Return the passage from the interview excerpt starting at "Kevin, can you" and ending at "was my sport.", reproducing it word for word.
======== SOURCE EXTRACT ========
Today we’d like to introduce you to Kevin Yamazaki.

Kevin, can you briefly walk us through your story – how you started and how you got to where you are today.
I grew up as a maker, constantly tinkering, taking old appliances apart, and building things. I naturally grew into a closet robotics nerd in high school and helped start the robotics program at my school with the computer science teacher. I hid that part of myself from social circles as I was better known as an athlete, football was my sport.

I ended up getting nervous about committing to specialized robotics & engineering programs and wanting to explore other subjects, so I ended up going to Pomona College and played football there. I got caught up in a skewed definition of success and what I thought would make me happy — which was money.
======== EXTRACTED MATERIAL ========
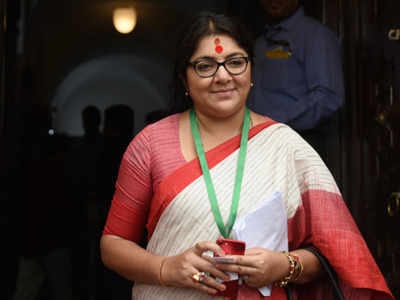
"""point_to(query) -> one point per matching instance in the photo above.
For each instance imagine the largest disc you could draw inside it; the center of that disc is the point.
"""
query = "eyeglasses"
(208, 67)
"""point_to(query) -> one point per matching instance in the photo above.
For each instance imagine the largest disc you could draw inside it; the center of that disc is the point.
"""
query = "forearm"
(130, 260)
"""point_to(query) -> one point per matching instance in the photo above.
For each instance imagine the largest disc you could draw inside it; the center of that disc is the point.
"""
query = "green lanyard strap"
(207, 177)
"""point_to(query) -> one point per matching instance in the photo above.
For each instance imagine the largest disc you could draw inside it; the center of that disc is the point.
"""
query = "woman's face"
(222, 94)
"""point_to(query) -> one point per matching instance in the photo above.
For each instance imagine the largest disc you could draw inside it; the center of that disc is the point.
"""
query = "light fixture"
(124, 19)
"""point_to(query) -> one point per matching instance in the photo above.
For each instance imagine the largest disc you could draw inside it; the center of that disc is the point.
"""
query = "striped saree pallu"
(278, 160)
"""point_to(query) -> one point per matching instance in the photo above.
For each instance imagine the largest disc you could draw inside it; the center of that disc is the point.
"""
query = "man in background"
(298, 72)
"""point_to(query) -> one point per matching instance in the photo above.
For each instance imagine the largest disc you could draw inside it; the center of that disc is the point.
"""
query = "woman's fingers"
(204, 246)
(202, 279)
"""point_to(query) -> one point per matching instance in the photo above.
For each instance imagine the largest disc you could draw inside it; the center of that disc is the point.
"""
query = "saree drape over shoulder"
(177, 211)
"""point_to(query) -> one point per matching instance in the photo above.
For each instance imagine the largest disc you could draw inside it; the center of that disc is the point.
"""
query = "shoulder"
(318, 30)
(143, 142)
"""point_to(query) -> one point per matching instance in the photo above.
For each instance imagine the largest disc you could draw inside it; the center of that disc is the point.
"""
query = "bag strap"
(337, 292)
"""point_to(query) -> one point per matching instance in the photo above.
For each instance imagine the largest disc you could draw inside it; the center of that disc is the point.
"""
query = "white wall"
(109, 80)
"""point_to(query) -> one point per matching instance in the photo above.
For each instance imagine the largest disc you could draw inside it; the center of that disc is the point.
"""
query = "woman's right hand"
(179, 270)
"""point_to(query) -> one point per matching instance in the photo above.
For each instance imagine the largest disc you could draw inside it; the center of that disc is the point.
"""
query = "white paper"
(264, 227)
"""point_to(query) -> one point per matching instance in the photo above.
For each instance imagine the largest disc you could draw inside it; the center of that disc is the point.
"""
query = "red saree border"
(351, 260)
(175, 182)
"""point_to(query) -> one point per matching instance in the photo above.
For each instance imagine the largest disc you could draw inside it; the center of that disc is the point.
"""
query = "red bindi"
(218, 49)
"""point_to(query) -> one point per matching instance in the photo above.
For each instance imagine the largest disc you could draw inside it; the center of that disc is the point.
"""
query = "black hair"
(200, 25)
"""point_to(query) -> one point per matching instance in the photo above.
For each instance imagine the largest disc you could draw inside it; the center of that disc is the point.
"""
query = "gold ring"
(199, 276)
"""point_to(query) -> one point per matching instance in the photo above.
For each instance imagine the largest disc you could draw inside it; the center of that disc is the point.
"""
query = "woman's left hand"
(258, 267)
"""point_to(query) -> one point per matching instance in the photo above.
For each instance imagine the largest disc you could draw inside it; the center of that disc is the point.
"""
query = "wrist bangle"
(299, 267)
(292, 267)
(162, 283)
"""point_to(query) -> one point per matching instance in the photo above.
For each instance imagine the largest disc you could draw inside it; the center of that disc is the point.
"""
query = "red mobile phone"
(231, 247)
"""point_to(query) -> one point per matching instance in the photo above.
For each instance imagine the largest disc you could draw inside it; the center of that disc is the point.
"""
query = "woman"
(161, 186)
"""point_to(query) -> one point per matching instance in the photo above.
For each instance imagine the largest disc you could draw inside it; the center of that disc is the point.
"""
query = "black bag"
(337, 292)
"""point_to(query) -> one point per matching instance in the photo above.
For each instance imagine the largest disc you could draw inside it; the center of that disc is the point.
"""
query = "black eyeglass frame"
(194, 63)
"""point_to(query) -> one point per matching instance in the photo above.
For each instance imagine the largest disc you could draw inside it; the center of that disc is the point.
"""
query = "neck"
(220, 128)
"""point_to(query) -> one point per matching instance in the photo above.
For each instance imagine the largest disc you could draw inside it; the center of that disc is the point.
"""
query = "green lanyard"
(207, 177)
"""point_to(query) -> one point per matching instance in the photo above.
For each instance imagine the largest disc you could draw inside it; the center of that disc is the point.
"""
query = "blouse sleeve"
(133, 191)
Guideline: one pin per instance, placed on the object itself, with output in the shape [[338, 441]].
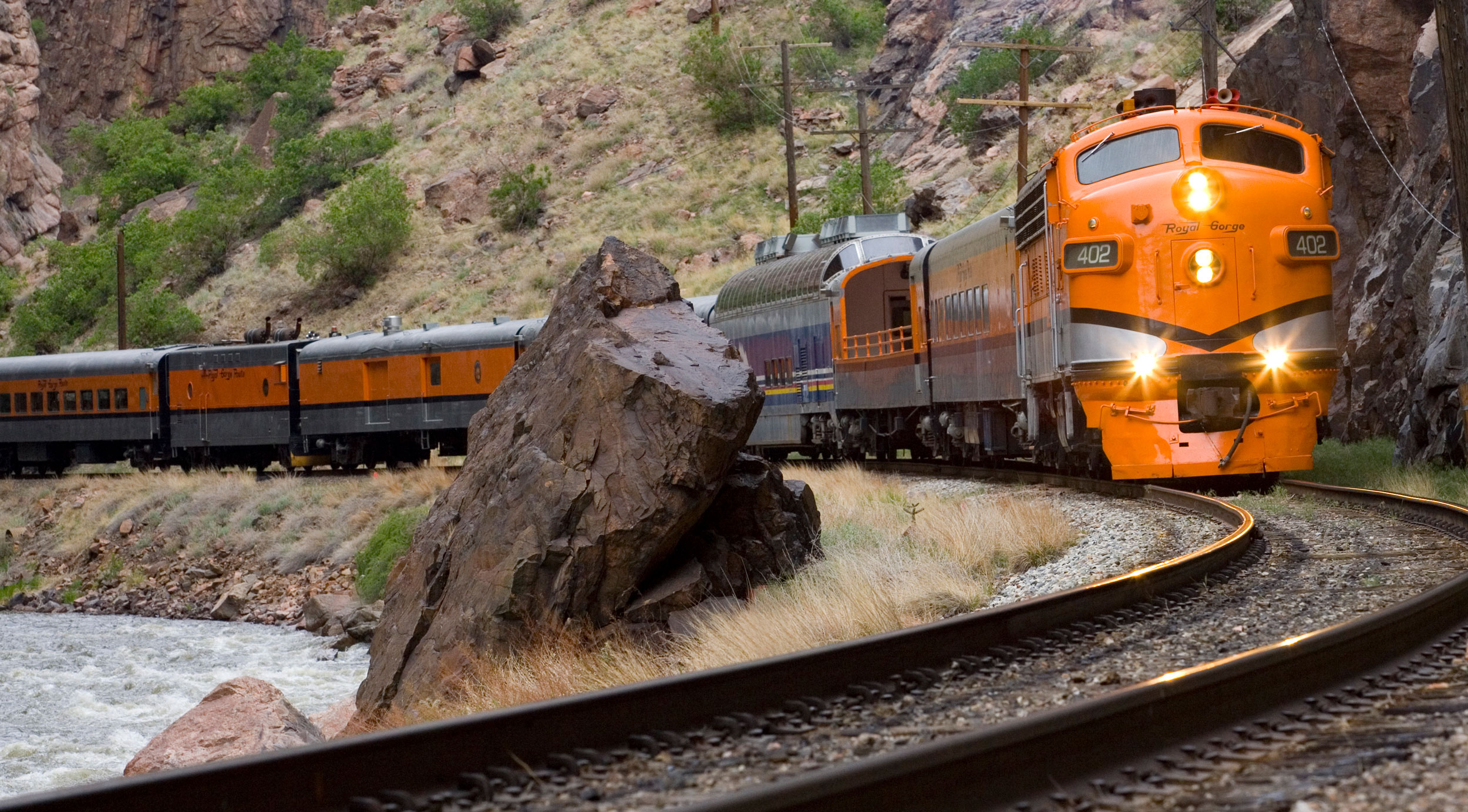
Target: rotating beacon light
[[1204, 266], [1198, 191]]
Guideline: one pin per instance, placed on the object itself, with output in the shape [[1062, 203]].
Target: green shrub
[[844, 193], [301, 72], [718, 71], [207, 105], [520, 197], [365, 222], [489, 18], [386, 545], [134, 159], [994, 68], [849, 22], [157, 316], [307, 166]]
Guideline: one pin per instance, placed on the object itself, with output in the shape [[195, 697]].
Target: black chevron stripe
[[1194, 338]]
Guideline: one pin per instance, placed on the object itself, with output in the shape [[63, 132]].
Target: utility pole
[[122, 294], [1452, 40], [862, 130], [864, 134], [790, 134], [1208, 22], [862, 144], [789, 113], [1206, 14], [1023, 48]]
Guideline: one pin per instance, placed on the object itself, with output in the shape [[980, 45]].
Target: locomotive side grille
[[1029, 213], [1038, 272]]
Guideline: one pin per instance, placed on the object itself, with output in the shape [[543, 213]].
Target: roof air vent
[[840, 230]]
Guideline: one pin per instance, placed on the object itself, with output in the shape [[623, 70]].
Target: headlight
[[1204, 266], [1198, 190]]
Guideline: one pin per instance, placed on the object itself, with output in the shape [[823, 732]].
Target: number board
========
======== EXTRACTED MATERIAL ========
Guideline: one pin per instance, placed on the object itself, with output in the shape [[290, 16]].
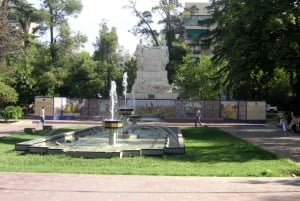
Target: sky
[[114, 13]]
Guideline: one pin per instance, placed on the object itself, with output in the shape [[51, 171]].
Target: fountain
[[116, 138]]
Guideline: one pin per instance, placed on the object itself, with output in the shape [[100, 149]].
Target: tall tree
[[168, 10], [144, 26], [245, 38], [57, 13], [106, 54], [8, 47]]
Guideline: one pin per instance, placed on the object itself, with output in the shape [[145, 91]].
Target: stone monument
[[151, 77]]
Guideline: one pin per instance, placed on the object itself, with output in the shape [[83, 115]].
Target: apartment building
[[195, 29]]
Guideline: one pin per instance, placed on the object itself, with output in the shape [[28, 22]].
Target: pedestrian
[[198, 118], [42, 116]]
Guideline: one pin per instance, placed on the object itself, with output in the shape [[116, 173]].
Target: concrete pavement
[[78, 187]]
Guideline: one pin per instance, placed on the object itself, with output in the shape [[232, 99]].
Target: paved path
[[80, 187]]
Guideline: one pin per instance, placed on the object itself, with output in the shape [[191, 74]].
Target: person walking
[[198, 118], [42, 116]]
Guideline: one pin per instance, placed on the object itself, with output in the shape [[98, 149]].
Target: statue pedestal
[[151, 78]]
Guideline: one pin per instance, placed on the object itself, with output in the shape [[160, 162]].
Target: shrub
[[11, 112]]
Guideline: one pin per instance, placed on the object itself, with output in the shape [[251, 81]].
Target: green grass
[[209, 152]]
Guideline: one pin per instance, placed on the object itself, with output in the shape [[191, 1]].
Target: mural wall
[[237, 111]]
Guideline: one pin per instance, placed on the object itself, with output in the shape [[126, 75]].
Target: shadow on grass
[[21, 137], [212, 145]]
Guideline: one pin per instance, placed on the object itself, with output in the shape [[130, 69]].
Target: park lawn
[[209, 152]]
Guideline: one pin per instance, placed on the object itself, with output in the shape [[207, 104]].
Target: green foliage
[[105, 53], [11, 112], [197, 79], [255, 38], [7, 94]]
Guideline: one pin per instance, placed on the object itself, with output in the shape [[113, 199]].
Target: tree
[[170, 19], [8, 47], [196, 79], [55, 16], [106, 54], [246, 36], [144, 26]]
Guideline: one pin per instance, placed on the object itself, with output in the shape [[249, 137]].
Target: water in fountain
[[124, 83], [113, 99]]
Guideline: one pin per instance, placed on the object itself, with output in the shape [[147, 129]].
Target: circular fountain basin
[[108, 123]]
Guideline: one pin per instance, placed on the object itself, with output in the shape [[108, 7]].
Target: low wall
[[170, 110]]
========
▶ _SOLUTION BELOW_
Kevin, can you briefly walk us through your story – how you started and how you got to where you are today.
I grew up as a maker, constantly tinkering, taking old appliances apart, and building things. I naturally grew into a closet robotics nerd in high school and helped start the robotics program at my school with the computer science teacher. I hid that part of myself from social circles as I was better known as an athlete, football was my sport.